## Problem requirements
Write the entries out again. Every character must match.

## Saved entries
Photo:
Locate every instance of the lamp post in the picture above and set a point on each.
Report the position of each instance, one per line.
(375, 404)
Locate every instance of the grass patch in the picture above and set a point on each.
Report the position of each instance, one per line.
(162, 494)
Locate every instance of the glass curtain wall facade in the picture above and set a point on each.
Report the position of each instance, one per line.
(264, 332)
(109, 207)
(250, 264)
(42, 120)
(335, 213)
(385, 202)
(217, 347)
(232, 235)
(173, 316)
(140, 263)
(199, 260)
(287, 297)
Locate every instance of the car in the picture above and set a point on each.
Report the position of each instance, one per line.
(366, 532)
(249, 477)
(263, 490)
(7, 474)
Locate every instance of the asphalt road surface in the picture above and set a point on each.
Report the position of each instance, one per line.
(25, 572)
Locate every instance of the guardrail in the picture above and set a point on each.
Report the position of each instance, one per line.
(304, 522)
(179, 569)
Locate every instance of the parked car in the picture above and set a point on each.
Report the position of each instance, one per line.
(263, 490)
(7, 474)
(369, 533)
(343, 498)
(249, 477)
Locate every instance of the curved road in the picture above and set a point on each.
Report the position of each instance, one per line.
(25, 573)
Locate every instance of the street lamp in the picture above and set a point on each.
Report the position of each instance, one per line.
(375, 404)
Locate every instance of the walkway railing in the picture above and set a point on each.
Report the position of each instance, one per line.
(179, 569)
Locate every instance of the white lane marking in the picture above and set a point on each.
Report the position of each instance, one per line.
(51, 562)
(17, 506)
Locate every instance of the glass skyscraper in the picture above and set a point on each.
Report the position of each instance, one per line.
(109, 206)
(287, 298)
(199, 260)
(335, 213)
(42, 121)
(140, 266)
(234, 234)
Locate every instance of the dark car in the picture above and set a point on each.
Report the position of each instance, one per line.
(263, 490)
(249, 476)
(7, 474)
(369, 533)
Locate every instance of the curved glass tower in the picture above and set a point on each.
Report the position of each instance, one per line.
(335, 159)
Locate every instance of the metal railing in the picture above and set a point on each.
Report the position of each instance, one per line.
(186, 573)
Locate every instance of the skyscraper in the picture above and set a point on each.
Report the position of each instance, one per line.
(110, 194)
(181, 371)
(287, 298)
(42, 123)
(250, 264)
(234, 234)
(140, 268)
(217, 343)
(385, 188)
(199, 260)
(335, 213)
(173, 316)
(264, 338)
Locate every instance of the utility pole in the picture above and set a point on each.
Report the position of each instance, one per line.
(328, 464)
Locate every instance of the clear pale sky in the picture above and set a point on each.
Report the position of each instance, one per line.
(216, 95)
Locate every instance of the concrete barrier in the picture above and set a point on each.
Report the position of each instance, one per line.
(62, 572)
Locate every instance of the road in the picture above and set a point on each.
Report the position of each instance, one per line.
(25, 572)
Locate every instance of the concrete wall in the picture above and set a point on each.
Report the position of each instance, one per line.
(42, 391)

## Reply to the task
Photo:
Locate every instance of the lamp post in the picture above and set a point on each.
Report the position of each instance, one per line.
(375, 404)
Locate every instance of the grass patch in the picture above and set a point on each.
Report the position of each instance, one per line.
(162, 494)
Locate every instance of the glass curtain wall facade in the picture above and set a point on each.
Report the position of each instance, one per line.
(264, 332)
(109, 207)
(250, 264)
(42, 120)
(335, 213)
(385, 202)
(217, 347)
(232, 235)
(173, 316)
(140, 263)
(199, 260)
(287, 297)
Locate every instance of the car in the picture above and set a point on each.
Report the position of each instance, one per line.
(366, 532)
(249, 477)
(263, 490)
(7, 474)
Locate every instance of the asphalt road surface in the picture above and set a point on each.
Report the position of each instance, one per line.
(25, 572)
Locate every instance of the guardrail in the picture above and set a point on each.
Report the position of each instance, one per line.
(304, 522)
(179, 569)
Locate every instance of the parked car in the picture above and set a point on each.
Report the position of each instance, one per line.
(263, 490)
(7, 474)
(369, 533)
(343, 498)
(249, 477)
Locate every instance of the curved road in the picture above and set a point on each.
Report the position of each instance, one per line.
(25, 573)
Locate every instance of the street lamp in the picture above and set a point on each.
Report the position of each instance, one per line.
(375, 404)
Locate every instance of the walkway railing in the picture above and set a point on each.
Report the position of each instance, one per line.
(179, 569)
Locate every instance of the white lane marking in the picture above and set a point on each.
Report the position of each instance, one per line.
(51, 562)
(17, 506)
Locate every instance of the glass skyscraper in the picture above and set a point on each.
Report the position of each instance, one per line.
(109, 206)
(287, 298)
(199, 260)
(335, 213)
(42, 121)
(140, 266)
(234, 234)
Locate every instance of the dark car in the picture above and set a point on each.
Report the position of each instance, one per line.
(263, 490)
(249, 476)
(7, 474)
(369, 533)
Locate every instance of the curved glass tower in the picture above and set a point on each.
Report the position of each instance, one per line.
(335, 159)
Locate every instance of the metal railing in the picture above and set a point on each.
Report the position of each instance, one per line.
(186, 573)
Locate every instance of the skyscraper in the picture above and set a point on each.
Report the position of each instance, one per line.
(110, 194)
(181, 371)
(287, 298)
(42, 123)
(250, 264)
(234, 234)
(140, 268)
(217, 343)
(385, 188)
(199, 260)
(335, 213)
(173, 316)
(264, 338)
Locate every instance of the utility pole in the picture above and set a point on each.
Report the position of each instance, one per line.
(328, 464)
Locate every instance of the clear pale sky in the picture above and set a point on each.
Report the position of each instance, one per line.
(216, 95)
Locate every instance of the concrete barrier in the picture above and set a point on each.
Report the position of each instance, one per line.
(62, 572)
Locate every instance of the road in the picture above and set a point on each.
Report the position of each instance, one per line.
(25, 572)
Locate every instance of the concrete wall in the picture above and set a point on each.
Report the position of each instance, one per line.
(42, 391)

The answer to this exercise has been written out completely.